> _Source text_

● ● ● ● ● ● ●

1.1.1 Example 1: Military Communications 
One area in need of new security measures is military communications.  To pull 
an example from present-day politics, the U.S. is currently operating in Iraq, and its chief 
ally is Great Britain.  A number of other countries, including Japan, have also contributed 
to the effort.  If the U.S. decides that it is going to launch an offensive in one particular 
area, it needs to make sure that the allies and peace-keepers are aware of the attack, but it 
also needs to keep this information from the insurgents.  Additionally, it might want to 
send in-depth operational details to the allies that should not be divulged to the peace-
2 
keepers, or it might want to selectively deliver information only to particular allies.  The 
current methods require that individual, direct, secure communication links be established 
with the involved parties.  Maintaining so many secure links is a complicated and 
expensive operation, and a better solution should be possible.   
1.1.2 Example 2: Corporate Communications 
Another area that can make use of new security measures is corporate 
communications.  Like military communications, corporate communications can involve 
multiple communicating entities who need access to different levels of information.  For 
instance, the vice president of the company might want to distribute the specifications for 
a new product.  To his manager, he might want to distribute financial forecasts along with 
functional specifications and packaging details.  The manager might then pass along the 
functional specifications to his workers and outsource the packaging to a second 
company.  Certainly, the second company should not see the functional specifications or 
the financial forecasts.  While no harm is done if the employees see the packaging details, 
that is probably useless information for them.  Traditionally a number of documents 
would be created by the vice-president, and he would have to deliver the documents to 
the manager with explicit instructions as to their security levels.  But, this imposes the 
task of managing the documents on the manager, and there should be an easier, automatic 
way to keep track of which parties need which information.

● ● ● ● ● ● ●

> _Given information_
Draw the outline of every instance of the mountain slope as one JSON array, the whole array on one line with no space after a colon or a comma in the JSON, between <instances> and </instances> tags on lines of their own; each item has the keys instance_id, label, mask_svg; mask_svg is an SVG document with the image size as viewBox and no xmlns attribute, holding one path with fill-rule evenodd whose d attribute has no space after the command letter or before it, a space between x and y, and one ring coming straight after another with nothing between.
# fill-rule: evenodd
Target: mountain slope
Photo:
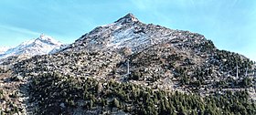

● ● ● ● ● ● ●

> _Task instructions_
A. Answer these questions from the text on security in military and corporate communications above, one answer per line:
(i) Which country is named as the chief ally of the U.S. in Iraq?
(ii) Besides functional specifications, what might the vice president distribute to his manager?
(iii) To whom does the manager outsource the packaging?
B. For each statement, decide whether the text on security in military and corporate communications above supports it. Answer yes or no and quote the words that settle it.
(i) Japan is among the countries that have contributed to the effort in Iraq.
(ii) Maintaining many secure links is described as simple and inexpensive.
(iii) The second company may see the financial forecasts.
C. Carry the text on security in military and corporate communications further, beginning after its final sentence.

> _Exercise answers_
A.
(i) Great Britain
(ii) Financial forecasts and packaging details
(iii) A second company

B.
(i) Yes: "A number of other countries, including Japan, have also contributed to the effort."
(ii) No: "Maintaining so many secure links is a complicated and expensive operation"
(iii) No: "Certainly, the second company should not see the functional specifications or the financial forecasts."

C.
1.1.3 Example 3: Multi-user PC File System 
A third area that stands to benefit from new security measures is the multi-user 
PC.  If the PC is running any modern multi-user operating system, then individual users 
can easily set permission levels to restrict access to their files.  The problem with this is 
that those permissions are, in general, enforced by the operating system which assigns 
them.  With relative ease, anyone with access to the physical machine can bypass the 
operating system and read the data stored therein.  The operating system can also be 
bypassed by an application that takes advantage of known system weaknesses.  Several 
available software packages make use of encryption to protect the stored data, but in 
3 
general they remove the fine-grained control that the operating system gives and limit 
access to a single user with the correct password.  More subtle levels of access should be 
available with the same level of security, but there are few products that currently fill this 
niche. 
1.2 Need2Know System 
The Need2Know System was developed to address the deficiencies of other 
security systems and to meet the growing information security needs of complex 
organizations (InfoAssure N2K, 2004).  Need2Know specifies an algorithm for data 
processing that includes the following key features: 
• Centralized Role-based Access Control, 
• Information Centric Security, and 
• Cryptographic Enforcement.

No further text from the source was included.